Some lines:

________________

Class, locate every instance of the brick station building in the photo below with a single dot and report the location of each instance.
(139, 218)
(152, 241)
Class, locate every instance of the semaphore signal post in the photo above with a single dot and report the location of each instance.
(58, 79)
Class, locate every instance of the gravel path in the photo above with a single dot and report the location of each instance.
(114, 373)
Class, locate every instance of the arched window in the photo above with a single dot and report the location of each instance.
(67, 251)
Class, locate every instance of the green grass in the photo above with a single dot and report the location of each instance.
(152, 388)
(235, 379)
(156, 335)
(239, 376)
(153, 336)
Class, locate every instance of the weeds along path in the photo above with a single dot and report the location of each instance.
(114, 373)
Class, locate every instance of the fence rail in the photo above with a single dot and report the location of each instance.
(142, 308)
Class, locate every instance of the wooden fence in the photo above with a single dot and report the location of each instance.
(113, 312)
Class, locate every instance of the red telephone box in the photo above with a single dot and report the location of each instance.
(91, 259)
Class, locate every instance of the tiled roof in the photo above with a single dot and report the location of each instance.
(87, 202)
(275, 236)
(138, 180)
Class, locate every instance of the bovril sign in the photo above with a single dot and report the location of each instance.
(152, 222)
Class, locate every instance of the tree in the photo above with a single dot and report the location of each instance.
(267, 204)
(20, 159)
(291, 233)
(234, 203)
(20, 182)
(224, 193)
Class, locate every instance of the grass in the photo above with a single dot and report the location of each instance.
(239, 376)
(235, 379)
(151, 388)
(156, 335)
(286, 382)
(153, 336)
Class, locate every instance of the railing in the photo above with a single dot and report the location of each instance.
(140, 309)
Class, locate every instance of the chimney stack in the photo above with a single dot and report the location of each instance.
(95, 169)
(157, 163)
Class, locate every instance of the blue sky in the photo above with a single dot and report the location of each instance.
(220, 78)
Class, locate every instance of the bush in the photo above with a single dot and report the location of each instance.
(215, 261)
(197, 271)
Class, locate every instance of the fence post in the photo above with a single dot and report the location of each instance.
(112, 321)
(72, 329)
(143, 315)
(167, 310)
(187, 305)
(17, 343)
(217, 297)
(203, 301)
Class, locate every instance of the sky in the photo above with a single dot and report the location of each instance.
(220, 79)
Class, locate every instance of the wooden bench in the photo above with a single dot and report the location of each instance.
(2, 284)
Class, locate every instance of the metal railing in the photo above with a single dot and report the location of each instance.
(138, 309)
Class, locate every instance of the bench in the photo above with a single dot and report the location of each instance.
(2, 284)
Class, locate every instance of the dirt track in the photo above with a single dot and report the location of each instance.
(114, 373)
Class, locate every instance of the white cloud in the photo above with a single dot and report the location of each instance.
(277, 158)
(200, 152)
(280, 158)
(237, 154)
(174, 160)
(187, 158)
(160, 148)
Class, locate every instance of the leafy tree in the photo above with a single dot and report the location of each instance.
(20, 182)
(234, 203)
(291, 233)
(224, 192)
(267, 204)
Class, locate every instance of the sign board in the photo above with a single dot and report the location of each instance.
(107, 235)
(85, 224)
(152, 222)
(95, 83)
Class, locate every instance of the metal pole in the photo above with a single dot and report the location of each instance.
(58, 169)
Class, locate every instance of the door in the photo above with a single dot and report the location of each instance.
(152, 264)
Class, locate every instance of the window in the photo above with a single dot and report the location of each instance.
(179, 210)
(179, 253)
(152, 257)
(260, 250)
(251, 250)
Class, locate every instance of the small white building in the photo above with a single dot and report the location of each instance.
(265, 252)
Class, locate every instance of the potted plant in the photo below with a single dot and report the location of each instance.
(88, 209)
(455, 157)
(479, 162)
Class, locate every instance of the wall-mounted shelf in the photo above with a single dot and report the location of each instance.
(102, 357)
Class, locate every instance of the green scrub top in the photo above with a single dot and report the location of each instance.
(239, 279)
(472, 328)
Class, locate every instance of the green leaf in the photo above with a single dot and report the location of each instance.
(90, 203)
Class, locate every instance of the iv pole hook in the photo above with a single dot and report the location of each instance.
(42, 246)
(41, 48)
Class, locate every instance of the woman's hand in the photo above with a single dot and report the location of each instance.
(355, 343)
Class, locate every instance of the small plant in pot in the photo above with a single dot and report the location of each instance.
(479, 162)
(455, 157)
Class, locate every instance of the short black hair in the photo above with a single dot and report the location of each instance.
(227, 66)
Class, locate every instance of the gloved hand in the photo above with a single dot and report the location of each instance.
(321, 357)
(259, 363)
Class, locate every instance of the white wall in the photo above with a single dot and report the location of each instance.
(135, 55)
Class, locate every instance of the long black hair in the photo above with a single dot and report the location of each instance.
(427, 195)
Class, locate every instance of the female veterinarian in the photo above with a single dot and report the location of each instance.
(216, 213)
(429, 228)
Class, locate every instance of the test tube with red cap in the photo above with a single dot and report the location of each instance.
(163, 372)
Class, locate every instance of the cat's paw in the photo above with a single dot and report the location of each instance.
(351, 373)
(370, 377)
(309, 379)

________________

Write out every line above as a JSON list of strings, one string per line, with blank lines dropped.

[
  "Class, locate every instance of the brick station building in the photo below with a single dot and report the location of each instance.",
  "(139, 218)",
  "(152, 241)",
  "Class, locate every instance of the semaphore signal post in the photo above with a single dot and report the location of each instance.",
  "(58, 79)",
  "Class, locate every instance of the gravel path in the photo above with a single dot and report the location of each instance.",
  "(114, 373)",
  "Class, locate every instance of the arched window in the photo above with a single dot and report the location of each instance.",
  "(67, 251)",
  "Class, locate every instance of the green grass in the photo above with a single dot and report the location of each instance.",
  "(152, 388)",
  "(235, 379)",
  "(156, 335)",
  "(239, 376)",
  "(153, 336)",
  "Class, locate every instance of the weeds along path in the photo above with a single dot and report the location of each instance.",
  "(114, 373)",
  "Class, locate every instance of the fence rail in the photo above with a single dot and report the location of each instance.",
  "(142, 308)",
  "Class, locate every instance of the wooden fence in the photo above with a single dot and report the location of each instance.",
  "(113, 312)",
  "Class, locate every instance of the red telephone box in the photo above with a single dot and report the location of each instance.",
  "(91, 259)",
  "Class, locate every instance of the tiled roof in the photo above with a single dot and report the location of each instance.",
  "(87, 202)",
  "(275, 236)",
  "(138, 180)",
  "Class, locate every instance of the bovril sign in the photo above with a single dot and report the location of each instance.",
  "(152, 222)",
  "Class, locate every instance of the tree in the photo above with a single dot and report the location of each instance.",
  "(267, 204)",
  "(20, 159)",
  "(291, 233)",
  "(234, 203)",
  "(20, 182)",
  "(224, 193)",
  "Class, locate every instance of the grass in the photo above with a single dot and report the location of each instance.",
  "(239, 376)",
  "(235, 379)",
  "(151, 388)",
  "(156, 335)",
  "(286, 382)",
  "(153, 336)",
  "Class, locate every instance of the railing in the photo above with a single dot and report the location of each instance.",
  "(140, 309)",
  "Class, locate every instance of the chimney stack in the photo above with a single dot and report the location of each instance.",
  "(95, 169)",
  "(157, 163)",
  "Class, locate every instance of the blue sky in the photo above with a single dot and report the location of each instance.",
  "(220, 78)",
  "Class, locate every instance of the bush in the photo above with a single dot and report the location of each instance.",
  "(215, 261)",
  "(197, 271)",
  "Class, locate every instance of the fence post in the photo above with a single dot and report the location of each instance.",
  "(112, 321)",
  "(72, 329)",
  "(143, 315)",
  "(167, 310)",
  "(187, 305)",
  "(17, 343)",
  "(217, 297)",
  "(203, 301)",
  "Class, locate every instance of the sky in the photo above with a single dot and report the location of each instance.",
  "(220, 79)",
  "Class, locate every instance of the wooden bench in the photo above with a single dot and report the location of each instance.",
  "(2, 284)",
  "Class, locate every instance of the metal railing in the photo above with a single dot and report the location of each instance.",
  "(138, 309)",
  "Class, locate every instance of the bench in the photo above with a single dot and report the location of each instance.",
  "(2, 284)",
  "Class, locate every instance of the dirt track in the photo above with a single dot and report the location of each instance.",
  "(114, 373)",
  "Class, locate every instance of the white cloud in the photo above with a single dot and report the location of each instance.",
  "(277, 158)",
  "(200, 152)",
  "(280, 158)",
  "(237, 154)",
  "(174, 160)",
  "(187, 158)",
  "(160, 148)",
  "Class, locate every instance of the leafy tree in the photo above with a single dot and report the location of each instance.",
  "(20, 182)",
  "(234, 203)",
  "(291, 233)",
  "(224, 192)",
  "(267, 204)",
  "Class, locate every instance of the sign board in the photo above with a single dot and report the location of each instance.",
  "(107, 235)",
  "(85, 224)",
  "(152, 222)",
  "(95, 83)",
  "Class, locate every instance of the metal pole in the photo above with a single dot and report the location of each instance.",
  "(58, 169)",
  "Class, locate every instance of the door in the photo above with a single dot and report the location of each instance.",
  "(152, 264)",
  "Class, locate every instance of the window in the photo above with a single dot and report the location of each instance.",
  "(179, 210)",
  "(179, 253)",
  "(152, 257)",
  "(260, 250)",
  "(251, 250)",
  "Class, locate every instance of the small white building in the photo above with a single dot and report the location of each instance.",
  "(265, 252)",
  "Class, locate every instance of the potted plant in the photo below with a single dot and report the location of each instance.",
  "(88, 209)",
  "(455, 157)",
  "(479, 162)",
  "Class, locate every instance of the wall-mounted shelf in the photo above with a single dot and report the location of each instance.",
  "(102, 357)",
  "Class, locate every instance of the green scrub top in the photo above with a single dot and report the location of each instance.",
  "(239, 279)",
  "(472, 328)",
  "Class, locate every instance of the green leaf in the photo above with a single dot and report the location of each instance.",
  "(90, 203)",
  "Class, locate every instance of the iv pole hook in the photo above with a single dot and report the location of each instance.",
  "(42, 246)",
  "(41, 48)",
  "Class, locate every instance of the woman's hand in the photo above with a single dot and report the location of each instance.",
  "(355, 343)",
  "Class, locate every instance of the small plant in pot in the photo above with a single dot and report the location of each instance.",
  "(479, 162)",
  "(455, 157)",
  "Class, locate every instance of the short black hair in the photo above with a single dot and report the location of each instance.",
  "(227, 66)",
  "Class, locate every instance of the gloved hand in the photo above with a single dot and report the location of each instance.",
  "(321, 357)",
  "(259, 363)",
  "Class, locate every instance of the white wall in the photo above with a single dot and report the location of each instance.",
  "(135, 55)",
  "Class, locate every instance of the long black hair in the photo above with a single dot and report the location of each instance.",
  "(427, 195)",
  "Class, locate every instance of the female veterinarian in the photo above with a single dot and report the location of each instance.",
  "(216, 213)",
  "(429, 228)",
  "Class, locate every instance of the test tube with red cap in the photo above with a single dot and report the location of each instance.",
  "(163, 372)",
  "Class, locate every instance of the cat's paw in the photo above with a single dot and report the location of each instance.",
  "(351, 373)",
  "(370, 377)",
  "(309, 379)"
]